_SUPPLIED ENTRIES_:
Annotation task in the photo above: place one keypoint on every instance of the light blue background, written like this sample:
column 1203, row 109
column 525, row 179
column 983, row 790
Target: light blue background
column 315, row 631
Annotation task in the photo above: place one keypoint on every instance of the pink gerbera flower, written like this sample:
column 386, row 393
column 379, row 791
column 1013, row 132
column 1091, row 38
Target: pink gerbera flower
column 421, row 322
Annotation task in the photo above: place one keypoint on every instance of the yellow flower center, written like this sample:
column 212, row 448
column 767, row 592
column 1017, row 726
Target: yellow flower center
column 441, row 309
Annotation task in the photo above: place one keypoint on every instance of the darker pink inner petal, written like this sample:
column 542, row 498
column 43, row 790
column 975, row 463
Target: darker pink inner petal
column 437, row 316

_WRITTEN EXERCISE_: Please set down all the data word for word.

_EXERCISE OUTPUT_:
Annotation task in the photo above: place one keypoint on every instance of the light blue background, written like this sample:
column 1203, row 109
column 525, row 179
column 983, row 790
Target: light blue background
column 315, row 631
Annotation task in the photo above: place one keypoint on every instance of the pink gerbera flower, written like this sample:
column 386, row 393
column 379, row 791
column 1013, row 132
column 1091, row 38
Target: pink gerbera flower
column 421, row 322
Annotation task in the photo above: place one keypoint on every instance of the yellow flower center, written like this sample:
column 212, row 448
column 767, row 592
column 1017, row 726
Target: yellow flower center
column 441, row 309
Annotation task in the photo above: place one keypoint on every instance of the darker pink inner petal, written like this sample:
column 542, row 498
column 43, row 790
column 975, row 463
Target: darker pink inner petal
column 437, row 316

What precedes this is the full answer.